Could you restate the DNA ornament text from "The next part" up to and including "like a ladder.", substituting "bends" for every "kinks"?

[PAGE TEXT]
■ ■ ■ ■ ■

Happy Tuesday! Today is the first day of this week since we had a 3-day weekend in honor of Martin Luther King, Jr. day. Our Science Solutions blog assignment for today is to explain in detail how we made our DNA jewelry ornaments last quarter during our genetics unit.

The first thing we did when making the ornament was collect our beads. We needed specific numbers of each kind of bead. At first, none of us had any idea why we needed this specific number of beads, but we learned later that in order for there to be twelve bases, there needed to be even numbers of the colors that represented each base and an even number of sugars and phosphates for the side. Then Mrs. Poole cut a wire to a certain length and we awaited further instruction.

It was very important to us that we straighten this wire out so that there were no problematic kinks in it and all of the beads could slide on as easily as possible. We first slid our first pattern of beads on to make the first "rung" in our ladder and then added bases. The pattern for bases was yellow, white, yellow.

The next part was tricky, but it was essential in completing the project. We had to tie our string together in a specific manner to align our beads and make sure not to create any kinks in the process. I wasn't completely successful here -- my wire got thin and stringy and I had to use a recycled, old, half-finished ornament that was started by a student from a previous year to complete mine on time.

We continued making rows of base pairs on our ornaments. This part was the most customizable; we could put any base on one side, and while the other had to match (guanine/cytosine; adenine/thymine) the first, we could put them in any order or make a pattern if we wanted to. We continued this as well as using the yellow-white-yellow format to make what looked like a ladder.

■ ■ ■ ■ ■

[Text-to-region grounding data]
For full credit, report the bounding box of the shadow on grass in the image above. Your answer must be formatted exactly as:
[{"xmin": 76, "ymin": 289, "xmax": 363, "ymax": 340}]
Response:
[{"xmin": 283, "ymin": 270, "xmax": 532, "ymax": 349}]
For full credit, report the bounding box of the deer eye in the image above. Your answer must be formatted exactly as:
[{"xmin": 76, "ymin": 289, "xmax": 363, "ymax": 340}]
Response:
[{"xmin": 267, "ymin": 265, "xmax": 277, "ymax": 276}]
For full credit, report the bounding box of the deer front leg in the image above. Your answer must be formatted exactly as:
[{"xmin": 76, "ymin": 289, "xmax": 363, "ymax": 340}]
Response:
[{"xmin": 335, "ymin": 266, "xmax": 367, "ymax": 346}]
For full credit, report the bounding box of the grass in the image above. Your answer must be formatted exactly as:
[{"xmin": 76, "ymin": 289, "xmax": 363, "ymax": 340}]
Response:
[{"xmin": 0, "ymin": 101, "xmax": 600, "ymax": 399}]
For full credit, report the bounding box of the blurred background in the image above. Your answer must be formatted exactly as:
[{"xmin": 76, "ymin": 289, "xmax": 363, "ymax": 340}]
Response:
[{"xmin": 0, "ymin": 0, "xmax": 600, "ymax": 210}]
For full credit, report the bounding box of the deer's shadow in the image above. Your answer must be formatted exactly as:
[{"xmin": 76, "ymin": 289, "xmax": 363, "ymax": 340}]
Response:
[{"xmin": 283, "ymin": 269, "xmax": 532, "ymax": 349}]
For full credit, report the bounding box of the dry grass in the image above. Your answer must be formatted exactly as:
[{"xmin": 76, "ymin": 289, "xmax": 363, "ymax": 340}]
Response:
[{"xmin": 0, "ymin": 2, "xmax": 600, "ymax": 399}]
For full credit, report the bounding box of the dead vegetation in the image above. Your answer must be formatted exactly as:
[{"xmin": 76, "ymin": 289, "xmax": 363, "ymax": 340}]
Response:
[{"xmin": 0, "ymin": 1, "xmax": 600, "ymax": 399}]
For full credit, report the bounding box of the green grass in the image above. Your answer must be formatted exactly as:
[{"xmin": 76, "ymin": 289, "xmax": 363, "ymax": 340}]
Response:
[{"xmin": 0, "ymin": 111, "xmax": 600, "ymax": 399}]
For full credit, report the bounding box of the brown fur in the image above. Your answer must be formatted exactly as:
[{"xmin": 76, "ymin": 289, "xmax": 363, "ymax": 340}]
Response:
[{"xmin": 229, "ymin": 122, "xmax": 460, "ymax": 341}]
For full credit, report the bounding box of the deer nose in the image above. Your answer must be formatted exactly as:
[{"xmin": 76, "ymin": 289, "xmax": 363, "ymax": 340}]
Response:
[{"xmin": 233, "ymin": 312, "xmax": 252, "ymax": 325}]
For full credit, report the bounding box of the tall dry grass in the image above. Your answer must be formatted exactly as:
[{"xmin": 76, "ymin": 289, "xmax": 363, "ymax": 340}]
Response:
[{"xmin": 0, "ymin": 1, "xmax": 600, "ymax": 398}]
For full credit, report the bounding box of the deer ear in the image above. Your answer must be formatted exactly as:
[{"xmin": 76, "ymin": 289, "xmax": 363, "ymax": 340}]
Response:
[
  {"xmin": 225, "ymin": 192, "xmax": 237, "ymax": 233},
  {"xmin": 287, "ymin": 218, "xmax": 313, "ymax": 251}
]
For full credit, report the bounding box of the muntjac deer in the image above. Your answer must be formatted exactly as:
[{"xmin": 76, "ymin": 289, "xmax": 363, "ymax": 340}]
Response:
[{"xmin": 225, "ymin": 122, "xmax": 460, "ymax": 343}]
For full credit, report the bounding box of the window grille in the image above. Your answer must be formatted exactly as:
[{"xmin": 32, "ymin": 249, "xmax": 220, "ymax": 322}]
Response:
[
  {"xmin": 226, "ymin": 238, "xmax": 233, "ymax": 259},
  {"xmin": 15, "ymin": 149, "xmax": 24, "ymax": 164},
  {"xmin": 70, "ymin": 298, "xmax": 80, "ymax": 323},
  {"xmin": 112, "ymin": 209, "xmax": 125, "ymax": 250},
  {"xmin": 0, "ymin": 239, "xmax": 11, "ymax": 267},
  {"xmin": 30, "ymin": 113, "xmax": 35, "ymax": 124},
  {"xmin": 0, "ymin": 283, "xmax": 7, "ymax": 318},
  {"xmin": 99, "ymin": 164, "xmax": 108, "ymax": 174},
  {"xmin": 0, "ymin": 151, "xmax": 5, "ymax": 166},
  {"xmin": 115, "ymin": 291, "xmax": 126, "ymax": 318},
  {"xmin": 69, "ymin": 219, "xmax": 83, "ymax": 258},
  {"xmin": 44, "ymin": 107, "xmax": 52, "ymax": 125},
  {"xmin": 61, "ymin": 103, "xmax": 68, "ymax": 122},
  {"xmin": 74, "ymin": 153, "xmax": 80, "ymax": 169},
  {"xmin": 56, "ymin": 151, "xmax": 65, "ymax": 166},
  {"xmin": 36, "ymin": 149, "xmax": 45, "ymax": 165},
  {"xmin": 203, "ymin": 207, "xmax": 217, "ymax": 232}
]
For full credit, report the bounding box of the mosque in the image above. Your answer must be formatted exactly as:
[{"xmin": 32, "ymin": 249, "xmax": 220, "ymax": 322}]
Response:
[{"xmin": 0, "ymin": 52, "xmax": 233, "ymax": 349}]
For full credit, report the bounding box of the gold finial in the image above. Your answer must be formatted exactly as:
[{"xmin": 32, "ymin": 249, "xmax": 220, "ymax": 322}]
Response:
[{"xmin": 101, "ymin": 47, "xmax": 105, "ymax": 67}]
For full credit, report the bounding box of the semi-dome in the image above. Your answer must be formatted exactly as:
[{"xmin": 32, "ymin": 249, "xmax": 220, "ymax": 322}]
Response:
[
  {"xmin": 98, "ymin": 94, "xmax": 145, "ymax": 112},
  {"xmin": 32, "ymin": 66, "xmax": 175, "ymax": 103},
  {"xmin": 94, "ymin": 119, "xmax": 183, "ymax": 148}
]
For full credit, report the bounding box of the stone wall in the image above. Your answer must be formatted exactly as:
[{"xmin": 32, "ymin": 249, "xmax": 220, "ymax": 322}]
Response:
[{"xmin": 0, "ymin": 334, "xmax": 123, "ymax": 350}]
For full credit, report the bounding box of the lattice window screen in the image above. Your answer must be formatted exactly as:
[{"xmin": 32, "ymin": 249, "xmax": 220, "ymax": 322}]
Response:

■ ■ ■ ■ ■

[RESULT FOR THIS EXERCISE]
The next part was tricky, but it was essential in completing the project. We had to tie our string together in a specific manner to align our beads and make sure not to create any bends in the process. I wasn't completely successful here -- my wire got thin and stringy and I had to use a recycled, old, half-finished ornament that was started by a student from a previous year to complete mine on time.

We continued making rows of base pairs on our ornaments. This part was the most customizable; we could put any base on one side, and while the other had to match (guanine/cytosine; adenine/thymine) the first, we could put them in any order or make a pattern if we wanted to. We continued this as well as using the yellow-white-yellow format to make what looked like a ladder.